- [Work instruction]:
Wherever a line in the records contains the word "ordered", return that line.

- [Records for this task]:
----------
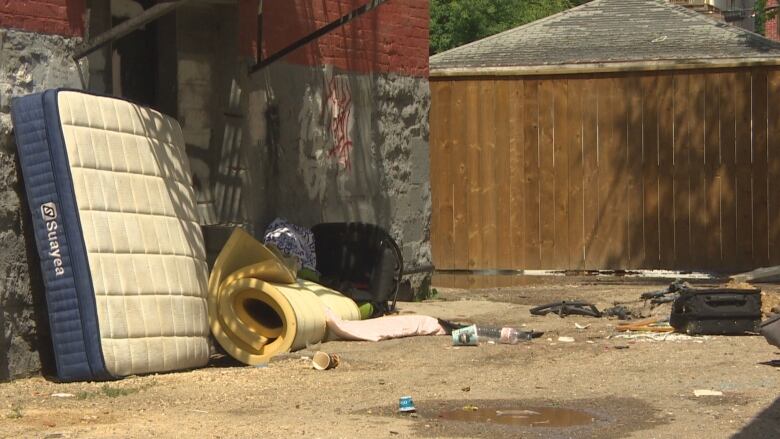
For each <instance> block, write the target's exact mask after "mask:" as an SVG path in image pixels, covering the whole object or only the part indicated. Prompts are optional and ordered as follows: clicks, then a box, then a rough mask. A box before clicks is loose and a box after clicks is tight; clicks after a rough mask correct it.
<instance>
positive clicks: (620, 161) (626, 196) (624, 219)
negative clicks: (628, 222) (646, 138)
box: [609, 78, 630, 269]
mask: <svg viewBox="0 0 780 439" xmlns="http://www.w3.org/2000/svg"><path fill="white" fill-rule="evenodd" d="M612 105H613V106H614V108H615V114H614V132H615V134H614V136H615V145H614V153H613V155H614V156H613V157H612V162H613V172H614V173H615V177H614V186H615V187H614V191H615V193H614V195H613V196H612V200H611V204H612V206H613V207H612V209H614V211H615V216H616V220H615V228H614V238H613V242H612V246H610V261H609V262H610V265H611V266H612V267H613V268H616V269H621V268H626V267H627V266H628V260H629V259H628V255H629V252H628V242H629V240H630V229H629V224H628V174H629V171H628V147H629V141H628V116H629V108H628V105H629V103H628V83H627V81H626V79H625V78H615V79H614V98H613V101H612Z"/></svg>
----------
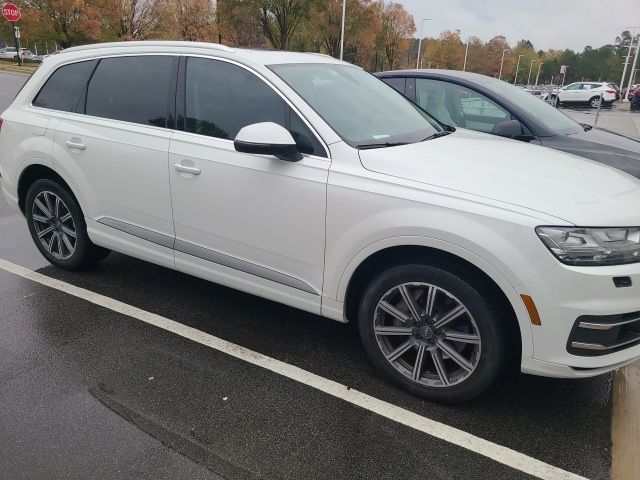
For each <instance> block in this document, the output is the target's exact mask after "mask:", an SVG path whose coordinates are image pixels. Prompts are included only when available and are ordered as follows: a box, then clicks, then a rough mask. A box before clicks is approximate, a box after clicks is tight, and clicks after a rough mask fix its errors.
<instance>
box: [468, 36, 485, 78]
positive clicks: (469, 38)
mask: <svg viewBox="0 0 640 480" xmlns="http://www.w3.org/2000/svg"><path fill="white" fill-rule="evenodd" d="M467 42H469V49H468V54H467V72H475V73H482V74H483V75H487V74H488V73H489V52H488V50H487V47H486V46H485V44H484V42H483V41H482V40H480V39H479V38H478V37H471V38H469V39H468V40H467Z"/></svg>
----------
- [Answer space]:
For each <instance> block, write the target's exact mask after "mask:" as an SVG path in image pixels, covering the whole object or only the part indicated. Prompts are optional and ordered as follows: clicks, then a box, then a rough mask. A box before clicks is loose and a box after clicks is tight; clicks after a rough mask correct it.
For each <instance> block in this document, the output is the target's exact mask after "mask:", an SVG path whose coordinates are image pixels. Prompts are included only when available and are ordered as follows: a box, then clicks, then a rough mask. A box before clicks is approximate, a box after clicks is tight, and clicks after a rough mask fix its errors.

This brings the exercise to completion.